▶ **CONSIGNE 1**:
Recopiez sans rien changer le passage du texte sur le MeToo des enfants qui va de « Le mythe de » jusqu'à « fin à l’illusion. ».
▶ **CONSIGNE 2**:
Prolongez le texte sur le MeToo des enfants en reprenant après sa dernière phrase.

▶ **EXTRAIT PROPOSÉ**:
****************
Le mythe de l’enfant qui “s’en sort toujours” a permis d’éviter de regarder la vraie question : l’enfance n’a jamais été naturellement résiliente. Elle a été laissée seule dans des environnements que nous pensions solides. Et c’est finalement cette dissonance que l’actualité révèle aujourd’hui. Nous avions une fiction qui montrait des structures incapables de protéger (fallait juste lire entre les lignes avec parfois un peu de mauvaise foi j’en conviens) . Nous avions un récit politique qui affirmait totalement l’inverse . Nous avons maintenant les témoignages qui mettent fin à l’illusion.
Le moment que nous traversons ressemble moins à une libération de parole qu’à un MeToo des enfants.(l’expression n’est pas de moi, mais de mon ami Saïd), c’est-à-dire une séquence où les récits s’additionnent jusqu’à produire un basculement. Rien dans cette dynamique n’imite 2017 se déployant autrement, par accumulation, par téléscopage du réel et par incapacité croissante à maintenir le mythe protecteur.
Alors, qu’est-ce qu’un MeToo des enfants devrait produire exactement ?
Son effet politique devrait être immédiatement perceptible. Il devrait forcer un pays habitué aux slogans moraux à regarder la fragilité de ses institutions sans détour. Il devrait déplacer l’enfance hors du registre affectif pour la replacer dans celui du fonctionnement démocratique. Enfin, il devrait contraindre l’État à examiner les angles morts qu’il ignore depuis trop longtemps : l’école, le périscolaire, le sport, la justice, le foyer et j’en passe.
Ce grand mouvement à hauteur d’enfant devrait fonctionner comme un véritable révélateur, rappelant que ce qui remonte aujourd’hui n’a rien d’un accident mais signale l’affaissement d’un ensemble de dispositifs essentiels. Il mettrait en lumière une vérité simple : une promesse républicaine n’existe que si les structures capables de la porter restent solides.
Reste une question décisive, qui se dessine derrière toutes les autres : que devient une démocratie lorsque le cœur symbolique de son récit : l’enfant protégé révèle en réalité le point exact où ses fragilités se concentrent ?
****************
▶ **DONNÉES FOURNIES**:
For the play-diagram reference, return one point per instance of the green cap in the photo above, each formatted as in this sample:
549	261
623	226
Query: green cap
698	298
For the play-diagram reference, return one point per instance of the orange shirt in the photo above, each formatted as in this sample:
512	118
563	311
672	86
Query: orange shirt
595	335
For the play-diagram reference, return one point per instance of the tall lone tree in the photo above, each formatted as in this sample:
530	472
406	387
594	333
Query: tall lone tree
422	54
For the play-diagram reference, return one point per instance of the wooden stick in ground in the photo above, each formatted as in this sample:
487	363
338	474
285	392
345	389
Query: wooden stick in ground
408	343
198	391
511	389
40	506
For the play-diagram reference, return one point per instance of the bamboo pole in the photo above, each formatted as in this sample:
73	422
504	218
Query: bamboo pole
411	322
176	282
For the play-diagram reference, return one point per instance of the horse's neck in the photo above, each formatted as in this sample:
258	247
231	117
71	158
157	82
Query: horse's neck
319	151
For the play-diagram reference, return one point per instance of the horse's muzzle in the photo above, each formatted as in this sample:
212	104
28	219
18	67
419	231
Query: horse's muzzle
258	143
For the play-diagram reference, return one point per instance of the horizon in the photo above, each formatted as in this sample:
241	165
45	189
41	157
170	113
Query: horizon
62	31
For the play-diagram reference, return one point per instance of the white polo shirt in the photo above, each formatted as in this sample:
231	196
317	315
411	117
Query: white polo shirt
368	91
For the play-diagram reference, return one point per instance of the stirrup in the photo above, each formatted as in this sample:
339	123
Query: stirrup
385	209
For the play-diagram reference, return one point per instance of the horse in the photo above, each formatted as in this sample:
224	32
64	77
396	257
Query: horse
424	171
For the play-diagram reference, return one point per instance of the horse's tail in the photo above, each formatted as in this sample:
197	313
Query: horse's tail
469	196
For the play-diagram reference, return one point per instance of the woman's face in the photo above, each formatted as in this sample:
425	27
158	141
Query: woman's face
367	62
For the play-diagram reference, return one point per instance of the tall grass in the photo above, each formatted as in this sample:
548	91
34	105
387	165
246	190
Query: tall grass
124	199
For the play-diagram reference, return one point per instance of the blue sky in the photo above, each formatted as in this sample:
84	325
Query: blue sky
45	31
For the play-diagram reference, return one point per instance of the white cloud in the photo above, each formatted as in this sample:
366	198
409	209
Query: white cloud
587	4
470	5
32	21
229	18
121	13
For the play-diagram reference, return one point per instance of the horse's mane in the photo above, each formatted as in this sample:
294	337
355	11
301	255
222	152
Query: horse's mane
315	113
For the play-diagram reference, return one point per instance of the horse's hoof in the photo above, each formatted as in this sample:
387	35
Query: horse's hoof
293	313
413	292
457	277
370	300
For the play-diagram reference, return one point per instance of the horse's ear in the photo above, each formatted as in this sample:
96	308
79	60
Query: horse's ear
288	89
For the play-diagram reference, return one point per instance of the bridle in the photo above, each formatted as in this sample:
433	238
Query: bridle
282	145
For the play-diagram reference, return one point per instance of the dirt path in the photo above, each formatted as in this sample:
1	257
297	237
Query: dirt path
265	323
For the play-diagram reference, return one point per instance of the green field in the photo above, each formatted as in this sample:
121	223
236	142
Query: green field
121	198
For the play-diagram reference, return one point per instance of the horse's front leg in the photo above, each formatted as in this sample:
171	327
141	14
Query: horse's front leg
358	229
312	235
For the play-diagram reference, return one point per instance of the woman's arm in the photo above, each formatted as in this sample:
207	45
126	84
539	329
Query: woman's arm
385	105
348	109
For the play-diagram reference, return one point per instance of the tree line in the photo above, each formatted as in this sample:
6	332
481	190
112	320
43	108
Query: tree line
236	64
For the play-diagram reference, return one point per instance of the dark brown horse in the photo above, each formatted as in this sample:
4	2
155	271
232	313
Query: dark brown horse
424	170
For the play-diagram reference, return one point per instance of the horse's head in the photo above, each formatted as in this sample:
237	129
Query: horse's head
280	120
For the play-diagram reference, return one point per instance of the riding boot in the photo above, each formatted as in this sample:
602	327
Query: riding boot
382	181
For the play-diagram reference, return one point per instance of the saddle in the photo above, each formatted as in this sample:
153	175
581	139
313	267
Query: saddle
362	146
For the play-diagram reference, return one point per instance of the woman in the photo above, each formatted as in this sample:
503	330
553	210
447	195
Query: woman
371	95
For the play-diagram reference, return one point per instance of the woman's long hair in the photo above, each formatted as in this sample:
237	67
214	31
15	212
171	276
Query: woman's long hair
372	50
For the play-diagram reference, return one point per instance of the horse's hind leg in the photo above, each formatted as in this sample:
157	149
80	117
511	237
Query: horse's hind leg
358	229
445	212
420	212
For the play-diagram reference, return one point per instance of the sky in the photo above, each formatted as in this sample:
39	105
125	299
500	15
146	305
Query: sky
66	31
****************
▶ **RÉPONSE ATTENDUE 1**:
Le mythe de l’enfant qui “s’en sort toujours” a permis d’éviter de regarder la vraie question : l’enfance n’a jamais été naturellement résiliente. Elle a été laissée seule dans des environnements que nous pensions solides. Et c’est finalement cette dissonance que l’actualité révèle aujourd’hui. Nous avions une fiction qui montrait des structures incapables de protéger (fallait juste lire entre les lignes avec parfois un peu de mauvaise foi j’en conviens) . Nous avions un récit politique qui affirmait totalement l’inverse . Nous avons maintenant les témoignages qui mettent fin à l’illusion.

▶ **RÉPONSE ATTENDUE 2**:
La suite se jouera dans des décisions très concrètes. Le pays devra montrer qu’il peut enfin renforcer les contrôles dans le périscolaire, recruter et former suffisamment d’adultes pour encadrer les enfants, améliorer le traitement des signalements, suivre les affaires jusqu’au bout et garantir une réponse judiciaire plus rapide et plus claire. Il faudra aussi sécuriser les lieux du quotidien où les enfants circulent le plus psychanalyser une population entière pour continuer de libérer la parole encore très enchassée dans un mythe qui a la peau dure celle de l’enfance merveilleuse.
Si rien ne change, ce MeToo des enfants restera une alerte de plus, absorbée par le système.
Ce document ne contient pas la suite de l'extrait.